▶ _Work required_: Copy out the entries exactly. Print them in full.

BEGIN Records for this exercise

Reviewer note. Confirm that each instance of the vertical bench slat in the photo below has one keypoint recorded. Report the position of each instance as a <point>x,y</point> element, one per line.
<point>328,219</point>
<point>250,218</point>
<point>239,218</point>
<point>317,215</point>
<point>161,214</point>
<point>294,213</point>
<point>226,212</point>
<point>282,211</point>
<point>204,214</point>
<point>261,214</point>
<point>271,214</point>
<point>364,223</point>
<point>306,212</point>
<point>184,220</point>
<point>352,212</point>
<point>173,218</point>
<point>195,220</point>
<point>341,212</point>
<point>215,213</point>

END Records for this exercise

▶ _Final answer_:
Reviewer note. Confirm that each instance of the vertical bench slat in the photo below has one keypoint recorded. Report the position of each instance as a <point>x,y</point> element, one per line.
<point>328,219</point>
<point>250,218</point>
<point>239,218</point>
<point>317,215</point>
<point>161,214</point>
<point>294,213</point>
<point>226,212</point>
<point>282,211</point>
<point>204,214</point>
<point>261,214</point>
<point>271,214</point>
<point>364,223</point>
<point>306,212</point>
<point>184,220</point>
<point>352,212</point>
<point>173,218</point>
<point>195,220</point>
<point>341,212</point>
<point>215,213</point>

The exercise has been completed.